>> Start Dataset content

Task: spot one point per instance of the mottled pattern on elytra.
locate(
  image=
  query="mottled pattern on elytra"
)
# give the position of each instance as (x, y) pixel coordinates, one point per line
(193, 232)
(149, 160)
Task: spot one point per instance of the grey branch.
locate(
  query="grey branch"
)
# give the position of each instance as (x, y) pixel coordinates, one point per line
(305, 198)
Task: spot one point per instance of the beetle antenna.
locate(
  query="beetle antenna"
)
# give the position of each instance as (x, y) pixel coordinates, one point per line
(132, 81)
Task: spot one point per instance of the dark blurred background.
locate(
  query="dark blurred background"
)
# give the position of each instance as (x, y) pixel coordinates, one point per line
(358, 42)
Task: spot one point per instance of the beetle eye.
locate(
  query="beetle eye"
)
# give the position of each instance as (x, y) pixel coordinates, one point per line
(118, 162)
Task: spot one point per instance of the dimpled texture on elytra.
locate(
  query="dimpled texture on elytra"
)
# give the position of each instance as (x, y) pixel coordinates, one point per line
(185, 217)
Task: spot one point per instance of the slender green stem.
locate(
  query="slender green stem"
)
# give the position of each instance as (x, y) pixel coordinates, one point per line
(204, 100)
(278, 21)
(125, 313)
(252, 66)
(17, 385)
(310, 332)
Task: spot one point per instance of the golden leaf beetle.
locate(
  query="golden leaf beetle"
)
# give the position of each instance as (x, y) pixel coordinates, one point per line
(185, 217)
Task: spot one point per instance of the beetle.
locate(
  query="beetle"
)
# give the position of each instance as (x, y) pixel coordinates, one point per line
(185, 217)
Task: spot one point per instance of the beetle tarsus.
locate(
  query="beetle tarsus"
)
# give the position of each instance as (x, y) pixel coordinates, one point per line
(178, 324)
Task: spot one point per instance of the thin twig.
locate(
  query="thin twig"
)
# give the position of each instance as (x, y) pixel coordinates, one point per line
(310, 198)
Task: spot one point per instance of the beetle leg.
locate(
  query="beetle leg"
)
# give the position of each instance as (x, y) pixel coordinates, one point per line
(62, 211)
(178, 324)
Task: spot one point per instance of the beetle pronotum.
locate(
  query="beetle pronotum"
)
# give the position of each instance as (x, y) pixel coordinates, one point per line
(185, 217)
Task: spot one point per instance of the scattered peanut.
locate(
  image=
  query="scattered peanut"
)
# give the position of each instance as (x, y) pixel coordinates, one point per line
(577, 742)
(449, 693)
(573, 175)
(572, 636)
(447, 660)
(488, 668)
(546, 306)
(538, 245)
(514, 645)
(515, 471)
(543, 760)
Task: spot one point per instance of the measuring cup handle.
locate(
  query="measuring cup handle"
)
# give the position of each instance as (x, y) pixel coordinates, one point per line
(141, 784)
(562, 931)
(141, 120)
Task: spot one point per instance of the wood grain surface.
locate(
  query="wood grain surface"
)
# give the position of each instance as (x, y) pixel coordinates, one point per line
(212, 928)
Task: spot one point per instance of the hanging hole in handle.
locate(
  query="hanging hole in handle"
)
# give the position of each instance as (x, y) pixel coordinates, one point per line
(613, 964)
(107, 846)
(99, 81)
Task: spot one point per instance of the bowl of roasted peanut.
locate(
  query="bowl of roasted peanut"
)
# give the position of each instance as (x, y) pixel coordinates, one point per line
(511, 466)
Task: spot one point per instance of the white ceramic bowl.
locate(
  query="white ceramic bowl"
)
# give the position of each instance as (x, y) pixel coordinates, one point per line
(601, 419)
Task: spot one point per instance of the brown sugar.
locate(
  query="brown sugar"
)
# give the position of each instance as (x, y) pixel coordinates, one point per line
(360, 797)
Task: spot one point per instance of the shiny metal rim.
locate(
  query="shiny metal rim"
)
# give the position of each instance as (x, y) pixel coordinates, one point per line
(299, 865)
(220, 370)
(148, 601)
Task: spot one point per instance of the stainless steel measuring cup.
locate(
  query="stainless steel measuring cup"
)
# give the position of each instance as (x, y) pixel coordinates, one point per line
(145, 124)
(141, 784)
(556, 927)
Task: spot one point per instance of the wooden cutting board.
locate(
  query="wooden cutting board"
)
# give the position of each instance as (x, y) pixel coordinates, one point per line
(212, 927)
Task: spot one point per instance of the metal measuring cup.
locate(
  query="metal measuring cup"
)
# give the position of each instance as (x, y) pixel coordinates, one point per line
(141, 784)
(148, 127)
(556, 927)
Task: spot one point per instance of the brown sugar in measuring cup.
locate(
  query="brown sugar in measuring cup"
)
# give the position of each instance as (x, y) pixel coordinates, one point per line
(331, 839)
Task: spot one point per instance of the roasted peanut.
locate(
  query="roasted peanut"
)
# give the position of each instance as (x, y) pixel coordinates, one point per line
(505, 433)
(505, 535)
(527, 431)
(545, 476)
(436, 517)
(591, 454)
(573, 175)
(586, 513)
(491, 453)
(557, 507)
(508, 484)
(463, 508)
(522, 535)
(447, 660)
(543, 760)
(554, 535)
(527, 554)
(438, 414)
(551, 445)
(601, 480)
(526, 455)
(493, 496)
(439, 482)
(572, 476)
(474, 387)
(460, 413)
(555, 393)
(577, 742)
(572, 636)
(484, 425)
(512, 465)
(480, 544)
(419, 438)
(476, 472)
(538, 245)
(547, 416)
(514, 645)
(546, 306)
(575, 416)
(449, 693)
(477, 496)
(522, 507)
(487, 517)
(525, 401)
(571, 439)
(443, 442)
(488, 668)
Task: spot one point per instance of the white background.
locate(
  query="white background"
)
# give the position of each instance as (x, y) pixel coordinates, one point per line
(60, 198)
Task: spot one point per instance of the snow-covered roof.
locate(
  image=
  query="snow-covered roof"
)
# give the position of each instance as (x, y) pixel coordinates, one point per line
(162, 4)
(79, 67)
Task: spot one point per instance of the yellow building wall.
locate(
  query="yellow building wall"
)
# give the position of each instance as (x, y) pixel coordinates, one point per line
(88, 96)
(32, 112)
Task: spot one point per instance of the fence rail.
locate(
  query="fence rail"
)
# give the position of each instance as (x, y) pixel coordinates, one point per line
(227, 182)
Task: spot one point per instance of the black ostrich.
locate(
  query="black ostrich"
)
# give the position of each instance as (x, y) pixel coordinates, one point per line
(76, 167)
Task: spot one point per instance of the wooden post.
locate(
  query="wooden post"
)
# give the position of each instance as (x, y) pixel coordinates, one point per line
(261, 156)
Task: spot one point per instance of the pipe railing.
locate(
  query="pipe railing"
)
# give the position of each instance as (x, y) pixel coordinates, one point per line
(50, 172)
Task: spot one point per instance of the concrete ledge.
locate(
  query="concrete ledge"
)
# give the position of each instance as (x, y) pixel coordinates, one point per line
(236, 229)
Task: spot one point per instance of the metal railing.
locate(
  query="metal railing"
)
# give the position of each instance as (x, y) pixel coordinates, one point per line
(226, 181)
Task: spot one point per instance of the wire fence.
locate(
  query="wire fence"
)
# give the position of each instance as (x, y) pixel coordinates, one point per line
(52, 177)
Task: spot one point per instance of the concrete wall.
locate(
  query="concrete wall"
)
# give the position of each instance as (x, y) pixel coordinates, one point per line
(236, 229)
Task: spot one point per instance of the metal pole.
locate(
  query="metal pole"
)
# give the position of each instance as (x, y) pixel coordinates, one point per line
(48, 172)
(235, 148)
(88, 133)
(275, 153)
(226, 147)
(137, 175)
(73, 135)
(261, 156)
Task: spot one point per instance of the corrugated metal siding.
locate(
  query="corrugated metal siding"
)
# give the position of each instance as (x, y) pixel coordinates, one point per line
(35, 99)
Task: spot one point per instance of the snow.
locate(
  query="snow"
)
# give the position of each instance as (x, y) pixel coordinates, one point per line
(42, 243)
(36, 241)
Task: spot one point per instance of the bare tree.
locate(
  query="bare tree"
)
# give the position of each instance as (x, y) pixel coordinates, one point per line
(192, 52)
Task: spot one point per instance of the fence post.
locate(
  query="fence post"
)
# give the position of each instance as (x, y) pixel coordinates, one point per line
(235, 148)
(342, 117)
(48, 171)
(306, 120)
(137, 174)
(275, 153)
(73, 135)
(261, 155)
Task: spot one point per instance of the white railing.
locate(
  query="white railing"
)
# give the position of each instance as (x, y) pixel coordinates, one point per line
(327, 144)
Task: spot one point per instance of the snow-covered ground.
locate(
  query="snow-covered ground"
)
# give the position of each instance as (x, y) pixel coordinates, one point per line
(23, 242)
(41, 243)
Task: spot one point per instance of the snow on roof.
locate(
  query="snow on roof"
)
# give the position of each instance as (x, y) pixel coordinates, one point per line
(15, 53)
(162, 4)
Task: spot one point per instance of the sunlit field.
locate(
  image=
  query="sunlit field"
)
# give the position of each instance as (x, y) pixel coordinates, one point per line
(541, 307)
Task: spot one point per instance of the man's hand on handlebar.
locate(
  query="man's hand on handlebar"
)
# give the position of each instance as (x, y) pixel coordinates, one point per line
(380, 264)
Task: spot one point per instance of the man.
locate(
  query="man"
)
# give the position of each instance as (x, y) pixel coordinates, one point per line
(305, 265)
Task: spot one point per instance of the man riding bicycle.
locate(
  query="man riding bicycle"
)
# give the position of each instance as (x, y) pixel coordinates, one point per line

>> End Dataset content

§ **Written request**:
With both ends included, please retype exactly the lines from the line containing "Task: spot one point per instance of the sunlit" to the final line of the data.

§ **Exercise result**:
Task: spot one point per instance of the sunlit field.
locate(
  image=
  query="sunlit field"
)
# give the position of each instance as (x, y) pixel coordinates, one point per line
(541, 307)
Task: spot one point per instance of the man's hand on handlebar.
locate(
  query="man's hand on handlebar"
)
# give the position of each instance as (x, y) pixel coordinates, one point per line
(380, 264)
Task: spot one point per instance of the man.
locate(
  query="man"
)
# give the position of each instance as (x, y) pixel coordinates, one point per line
(305, 265)
Task: spot one point per instance of the man riding bicycle.
locate(
  query="man riding bicycle"
)
# give the position of each instance as (x, y) pixel coordinates, one point per line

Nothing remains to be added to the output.